[Task to complete] Reproduce each of the rows below character for character.

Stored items
+++

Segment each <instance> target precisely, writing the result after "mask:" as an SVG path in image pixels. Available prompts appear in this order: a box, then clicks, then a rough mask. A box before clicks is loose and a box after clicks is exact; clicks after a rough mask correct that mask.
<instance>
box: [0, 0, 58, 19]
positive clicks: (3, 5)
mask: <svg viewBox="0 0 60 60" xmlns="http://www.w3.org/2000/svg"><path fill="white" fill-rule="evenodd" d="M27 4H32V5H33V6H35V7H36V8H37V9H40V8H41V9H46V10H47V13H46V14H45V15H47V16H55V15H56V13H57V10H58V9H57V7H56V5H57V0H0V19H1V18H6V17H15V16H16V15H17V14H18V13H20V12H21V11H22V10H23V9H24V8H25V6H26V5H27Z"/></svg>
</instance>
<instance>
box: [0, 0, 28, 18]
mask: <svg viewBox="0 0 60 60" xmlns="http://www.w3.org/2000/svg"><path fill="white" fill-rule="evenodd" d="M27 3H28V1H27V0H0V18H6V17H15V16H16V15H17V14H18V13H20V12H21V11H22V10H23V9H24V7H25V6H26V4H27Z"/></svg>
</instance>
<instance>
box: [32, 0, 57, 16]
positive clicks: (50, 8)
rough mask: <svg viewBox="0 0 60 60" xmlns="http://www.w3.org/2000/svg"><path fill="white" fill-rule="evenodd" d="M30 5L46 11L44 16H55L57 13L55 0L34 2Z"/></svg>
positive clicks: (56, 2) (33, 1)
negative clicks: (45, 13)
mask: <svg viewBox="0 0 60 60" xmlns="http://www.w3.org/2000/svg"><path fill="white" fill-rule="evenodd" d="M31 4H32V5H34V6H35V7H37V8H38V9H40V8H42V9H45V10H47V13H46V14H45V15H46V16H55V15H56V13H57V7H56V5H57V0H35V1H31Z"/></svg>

+++

[Answer below]
Segment each <instance> target precisely, writing the result after "mask:" as an SVG path in image pixels. Available prompts appear in this order: a box, then clicks, then a rough mask. A box before clicks is loose and a box after clicks is exact; clicks after a rough mask correct that mask.
<instance>
box: [0, 0, 58, 19]
positive clicks: (3, 5)
mask: <svg viewBox="0 0 60 60" xmlns="http://www.w3.org/2000/svg"><path fill="white" fill-rule="evenodd" d="M27 4H32V5H33V6H35V7H36V8H37V9H40V8H41V9H46V10H47V13H46V14H45V15H47V16H55V15H56V13H57V10H58V9H57V7H56V5H57V0H0V19H1V18H6V17H15V16H16V15H17V14H18V13H20V12H21V11H22V10H23V9H24V8H25V6H26V5H27Z"/></svg>
</instance>
<instance>
box: [0, 0, 28, 18]
mask: <svg viewBox="0 0 60 60" xmlns="http://www.w3.org/2000/svg"><path fill="white" fill-rule="evenodd" d="M27 3H28V1H27V0H0V18H6V17H15V16H16V15H17V14H18V13H20V12H21V11H22V10H23V9H24V7H25V6H26V4H27Z"/></svg>
</instance>
<instance>
box: [32, 0, 57, 16]
positive clicks: (50, 8)
rough mask: <svg viewBox="0 0 60 60" xmlns="http://www.w3.org/2000/svg"><path fill="white" fill-rule="evenodd" d="M30 5L46 11L44 16H55L57 13L55 0L34 2Z"/></svg>
positive clicks: (56, 2) (33, 1)
negative clicks: (45, 13)
mask: <svg viewBox="0 0 60 60" xmlns="http://www.w3.org/2000/svg"><path fill="white" fill-rule="evenodd" d="M31 4H32V5H34V6H35V7H37V8H38V9H40V8H42V9H45V10H47V13H46V14H45V15H46V16H55V15H56V13H57V7H56V5H57V0H35V1H31Z"/></svg>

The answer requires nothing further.